Written instruction
Report every row below that contains the word "plain" by copying each such row in full, treating uppercase and lowercase letters as different.

— START Material provided —

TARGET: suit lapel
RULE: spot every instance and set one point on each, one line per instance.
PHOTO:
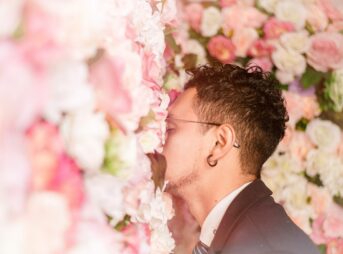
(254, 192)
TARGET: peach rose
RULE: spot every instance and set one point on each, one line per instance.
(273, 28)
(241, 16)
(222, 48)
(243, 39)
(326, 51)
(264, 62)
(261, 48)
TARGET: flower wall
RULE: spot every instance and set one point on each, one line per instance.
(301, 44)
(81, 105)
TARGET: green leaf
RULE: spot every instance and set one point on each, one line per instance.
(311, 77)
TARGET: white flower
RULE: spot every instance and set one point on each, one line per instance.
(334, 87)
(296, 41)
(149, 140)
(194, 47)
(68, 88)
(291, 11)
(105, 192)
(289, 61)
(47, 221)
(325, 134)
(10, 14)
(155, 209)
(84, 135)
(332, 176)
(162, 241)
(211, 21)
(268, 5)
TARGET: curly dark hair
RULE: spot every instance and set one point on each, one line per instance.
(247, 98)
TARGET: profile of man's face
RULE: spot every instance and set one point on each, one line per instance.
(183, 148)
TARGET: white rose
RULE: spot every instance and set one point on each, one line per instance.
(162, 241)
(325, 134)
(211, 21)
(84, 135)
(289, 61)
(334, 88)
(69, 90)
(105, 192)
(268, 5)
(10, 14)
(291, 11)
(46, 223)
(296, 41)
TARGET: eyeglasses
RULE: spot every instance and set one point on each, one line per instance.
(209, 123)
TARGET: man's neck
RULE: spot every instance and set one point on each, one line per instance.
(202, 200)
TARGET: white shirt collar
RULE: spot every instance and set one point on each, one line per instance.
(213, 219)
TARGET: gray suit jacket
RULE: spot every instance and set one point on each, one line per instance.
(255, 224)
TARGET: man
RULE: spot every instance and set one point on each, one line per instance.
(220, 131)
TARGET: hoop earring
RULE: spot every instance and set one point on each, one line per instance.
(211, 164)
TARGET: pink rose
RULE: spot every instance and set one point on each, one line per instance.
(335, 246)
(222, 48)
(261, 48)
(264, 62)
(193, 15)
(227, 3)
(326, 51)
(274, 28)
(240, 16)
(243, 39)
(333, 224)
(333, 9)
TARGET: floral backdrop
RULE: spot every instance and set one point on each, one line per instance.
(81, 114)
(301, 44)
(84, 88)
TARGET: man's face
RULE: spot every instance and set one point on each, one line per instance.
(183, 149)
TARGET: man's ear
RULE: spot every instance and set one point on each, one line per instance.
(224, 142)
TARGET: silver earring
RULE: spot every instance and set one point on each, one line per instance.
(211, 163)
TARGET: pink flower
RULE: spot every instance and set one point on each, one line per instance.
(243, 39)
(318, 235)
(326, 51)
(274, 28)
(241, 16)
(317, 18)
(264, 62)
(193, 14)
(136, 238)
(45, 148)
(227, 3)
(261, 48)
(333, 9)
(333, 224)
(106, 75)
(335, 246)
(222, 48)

— END Material provided —
— START Material provided —

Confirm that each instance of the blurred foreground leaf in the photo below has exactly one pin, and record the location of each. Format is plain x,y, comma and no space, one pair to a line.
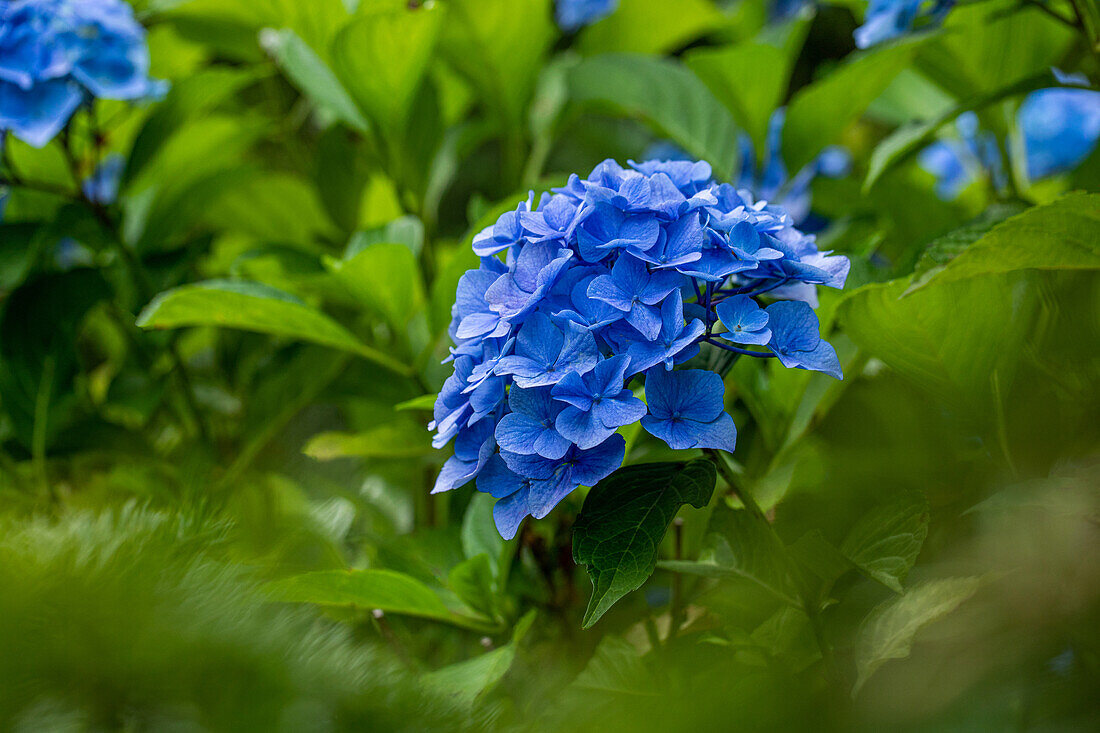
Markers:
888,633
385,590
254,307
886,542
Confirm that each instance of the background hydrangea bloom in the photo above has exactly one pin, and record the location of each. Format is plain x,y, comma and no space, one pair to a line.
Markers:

— END Material provided —

Output of the exercise
Confirm that each instance of the blurred foreground leaf in the photo below has exactly one pin, and record the location of each. Format is plain x,y, comma and no space, one pair to a line.
Confirm that each instance of the background hydrangea bloom in the photo above has exactly one pin, and record the location of each. Format is plain x,y, comma and no space, one pair to a line.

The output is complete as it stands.